What you will do –
Reproduce the following lines word for word, omitting the pictures.

Point labeling data from photos

>> BEGIN

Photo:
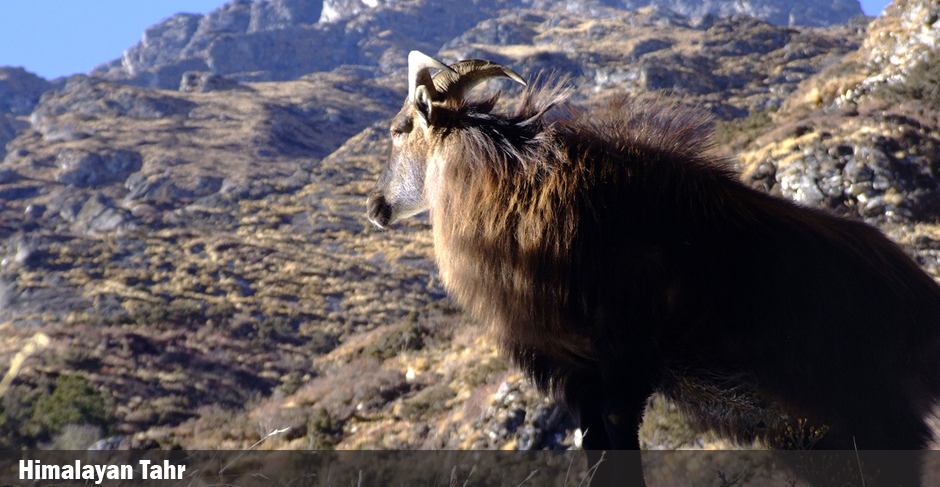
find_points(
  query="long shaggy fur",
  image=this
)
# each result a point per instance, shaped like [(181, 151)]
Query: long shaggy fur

>> END

Answer in full –
Photo:
find_points(
  query="long shaggy fur",
  image=this
)
# each result a point per instance, shaped like [(181, 151)]
Query: long shaggy fur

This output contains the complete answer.